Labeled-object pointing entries
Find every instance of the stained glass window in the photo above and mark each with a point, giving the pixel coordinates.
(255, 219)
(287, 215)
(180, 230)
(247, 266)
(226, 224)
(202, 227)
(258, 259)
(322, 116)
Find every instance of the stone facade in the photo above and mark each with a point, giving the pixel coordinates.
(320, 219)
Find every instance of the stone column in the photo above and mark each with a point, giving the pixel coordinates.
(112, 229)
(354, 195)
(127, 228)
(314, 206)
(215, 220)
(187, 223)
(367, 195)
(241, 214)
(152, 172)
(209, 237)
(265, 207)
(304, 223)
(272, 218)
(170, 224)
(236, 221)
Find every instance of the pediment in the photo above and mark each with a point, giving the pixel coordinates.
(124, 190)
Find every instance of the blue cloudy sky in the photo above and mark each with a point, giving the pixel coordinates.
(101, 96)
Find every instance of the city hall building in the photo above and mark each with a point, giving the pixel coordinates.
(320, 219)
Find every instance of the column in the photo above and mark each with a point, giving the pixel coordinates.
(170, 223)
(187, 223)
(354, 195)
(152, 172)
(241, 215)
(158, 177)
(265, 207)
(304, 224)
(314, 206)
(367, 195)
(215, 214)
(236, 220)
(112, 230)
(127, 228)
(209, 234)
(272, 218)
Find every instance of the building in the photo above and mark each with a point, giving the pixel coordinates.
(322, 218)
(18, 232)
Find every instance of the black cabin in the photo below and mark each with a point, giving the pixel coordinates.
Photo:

- PROBLEM DETAILS: Copy out the records above with "pixel coordinates" changed to "image coordinates" each time it occurs. Keep everything else the same.

- RESULT:
Find every instance of the stained glass window in the photo above and mark each with a point, giving the image coordinates.
(255, 219)
(287, 215)
(180, 230)
(247, 266)
(226, 224)
(202, 227)
(258, 259)
(322, 116)
Find every instance of the stone facade in the photo above and mark each with a point, giving the image coordinates.
(320, 219)
Find every instance of the stone column in the photo above and mark each with a point, giving the image coordinates.
(112, 229)
(354, 195)
(127, 228)
(314, 206)
(215, 220)
(187, 223)
(367, 195)
(241, 214)
(152, 172)
(209, 237)
(265, 207)
(304, 223)
(272, 218)
(170, 224)
(236, 221)
Find every instance of the pediment in the photo above and mark each with a point, giving the image coordinates.
(124, 190)
Find every instance of the blue cloudy sky in the photo above and mark each with a point, giving the image coordinates.
(101, 96)
Find every instance of the city hall building in the photo above and mark each with a point, giving the image coordinates.
(320, 219)
Find every instance of the column in the photo above and mark each with a point, giving the image coordinates.
(170, 223)
(187, 223)
(354, 195)
(152, 172)
(241, 215)
(158, 177)
(265, 207)
(304, 224)
(314, 206)
(367, 195)
(215, 214)
(236, 220)
(112, 230)
(127, 228)
(209, 234)
(272, 218)
Find every instance of the building in the photo above and mark each with a point, giving the image coordinates.
(322, 218)
(18, 232)
Find every instance of the black cabin in the photo below and mark each with a point, giving the image coordinates.
Photo:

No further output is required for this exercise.